Selected extract Block Start

Can cats get lungworm?
It’s a common misconception that only dogs can get lungworm. Although cats can’t get the dog lungworm Angiostrongylus vasorum (a potentially fatal parasite of dogs), they can get a different species called Aelurostrongylus abstrusus. Lungworm in cats can show similar symptoms to other common lung conditions, such as feline asthma, including coughing, wheezing and difficulty breathing. Unlike dog lungworm, the condition is rarely fatal, though it can be more serious in kittens and animals that are otherwise unwell.
What is lungworm?
As the name suggests, cat lungworm is a parasite that lives in the lungs and small airways of infected cats. The adult worms produce eggs that hatch into larvae and burrow through the lung tissue, which as you can imagine causes lung damage and associated symptoms like a cough.
How do cats get lungworm?
Cat lungworm is carried by slugs and snails, and cats can become infected either by eating infected molluscs directly, or more commonly by eating other animals that have eaten infected molluscs, such as rodents or birds.
Is lungworm dangerous for cats?
Lungworm generally causes respiratory illness and lung damage, and infected cats often cough or wheeze, and may have breathing difficulties. Symptoms are often mild in adult cats, but the disease can be more serious in kittens and cats that are otherwise unwell.
Can cats transfer lungworm to other pets?

Selected extract Block End
Information supplied Block Start

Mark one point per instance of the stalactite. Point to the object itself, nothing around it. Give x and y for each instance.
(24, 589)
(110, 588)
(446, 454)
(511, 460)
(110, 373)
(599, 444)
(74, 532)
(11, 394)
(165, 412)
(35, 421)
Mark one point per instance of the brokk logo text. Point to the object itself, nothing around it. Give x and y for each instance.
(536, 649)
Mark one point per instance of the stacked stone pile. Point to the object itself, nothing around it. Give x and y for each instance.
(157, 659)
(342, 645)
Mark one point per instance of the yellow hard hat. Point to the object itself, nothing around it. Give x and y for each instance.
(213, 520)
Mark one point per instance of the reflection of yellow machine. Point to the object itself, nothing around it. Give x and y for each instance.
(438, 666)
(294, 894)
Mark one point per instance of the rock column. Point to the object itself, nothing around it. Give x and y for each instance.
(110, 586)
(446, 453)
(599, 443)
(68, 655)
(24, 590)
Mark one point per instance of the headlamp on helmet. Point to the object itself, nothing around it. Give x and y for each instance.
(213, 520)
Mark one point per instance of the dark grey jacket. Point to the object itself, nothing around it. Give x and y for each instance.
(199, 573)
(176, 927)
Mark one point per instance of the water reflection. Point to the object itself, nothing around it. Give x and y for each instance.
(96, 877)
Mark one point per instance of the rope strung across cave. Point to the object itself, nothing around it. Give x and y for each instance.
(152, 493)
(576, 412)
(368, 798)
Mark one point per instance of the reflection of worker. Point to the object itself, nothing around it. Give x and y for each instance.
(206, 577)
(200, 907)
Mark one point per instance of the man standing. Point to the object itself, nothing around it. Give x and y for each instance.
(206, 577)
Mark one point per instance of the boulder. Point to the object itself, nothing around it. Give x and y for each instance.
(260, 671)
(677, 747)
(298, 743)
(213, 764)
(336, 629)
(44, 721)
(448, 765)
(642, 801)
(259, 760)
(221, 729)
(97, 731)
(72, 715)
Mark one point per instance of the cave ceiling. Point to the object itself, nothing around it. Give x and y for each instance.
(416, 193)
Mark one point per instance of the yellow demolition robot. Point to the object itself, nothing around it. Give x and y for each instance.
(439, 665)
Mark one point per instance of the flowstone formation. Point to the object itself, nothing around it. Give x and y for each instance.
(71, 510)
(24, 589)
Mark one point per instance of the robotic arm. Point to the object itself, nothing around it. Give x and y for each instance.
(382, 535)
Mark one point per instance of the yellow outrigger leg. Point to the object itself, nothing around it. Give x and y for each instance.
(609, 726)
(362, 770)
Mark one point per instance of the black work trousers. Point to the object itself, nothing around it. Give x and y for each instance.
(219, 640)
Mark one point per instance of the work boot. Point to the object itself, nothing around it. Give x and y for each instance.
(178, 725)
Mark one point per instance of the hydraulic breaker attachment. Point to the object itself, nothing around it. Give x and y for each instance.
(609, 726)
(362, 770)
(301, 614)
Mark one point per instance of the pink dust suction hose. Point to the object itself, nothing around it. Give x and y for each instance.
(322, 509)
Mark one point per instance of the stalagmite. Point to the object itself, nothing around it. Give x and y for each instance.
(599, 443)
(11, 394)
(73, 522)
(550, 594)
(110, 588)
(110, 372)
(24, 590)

Information supplied Block End

### What the exercise asks
Copy the passage on cat lungworm starting at "Lungworm generally causes" and ending at "cats that are otherwise unwell.", swapping "kittens" for "young cats". The entries have nothing to do with this.

### Task result
Lungworm generally causes respiratory illness and lung damage, and infected cats often cough or wheeze, and may have breathing difficulties. Symptoms are often mild in adult cats, but the disease can be more serious in young cats and cats that are otherwise unwell.